▸ **TEXT**

========

|
|
|
|
|
by camel-cdr
739 days ago
|
|
You are probably right about the bypass network, but I don't see why ROB or decode would need to increase. Aren't avx512 instructions only "split" when already at a pipe in zen4?
Also, my understanding was that the cpu can schedule avx2 instructions to the upper and lower part of the 512 wide pipes. |
|
Allowing accessing separate parts of 512-bit pipes makes sense, but that still then needs separate ports for each half, otherwise there's nothing to schedule the other half to. uops.info data[0] shows that 256-bit shuffle throughput is indeed double that of 512-bit, but seemingly both still increment either the FP1 or FP2 port (these overlap the regular four ALU port numbers!) so the AVX2 shuffles still have two ports to taget.

========

▸ **TASKS FOR THIS EXERCISE**
a) Answer these questions about the Zen 4 thread:
(i) Which two things does the first post say it sees no reason to increase?
(ii) According to the uops.info data cited in the reply, how does 256-bit shuffle throughput compare with 512-bit shuffle throughput?
(iii) Which ports do both shuffle widths seemingly increment?
b) Extend the Zen 4 thread with a few more sentences that pick up right after its final sentence.
The lines that come after the text are separate material with no connection to it.

========

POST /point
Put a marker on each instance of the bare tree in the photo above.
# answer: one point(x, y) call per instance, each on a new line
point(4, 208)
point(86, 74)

========

▸ **RESPONSES TO THE TASKS**
a)
(i) The ROB and decode.
(ii) 256-bit shuffle throughput is double that of 512-bit.
(iii) The FP1 or FP2 port.

b)
So the mapping between Zen 4's (perf-counter-indicated) ports is rather unrelated from available execution units (not in any way a new concept, but still interesting). Which would seem to indicate that perhaps like "vaddps zmm; vpermd zmm" can manage 1/cycle, while "vaddps ymm; vaddps ymm; vpermd ymm; vpermd ymm" would fight for FP2 (for reference, vaddps uses either FP2 or FP3)? Fun.
[0]: https://uops.info/table.html?search=%22vpermd%20%22&cb_lat=o...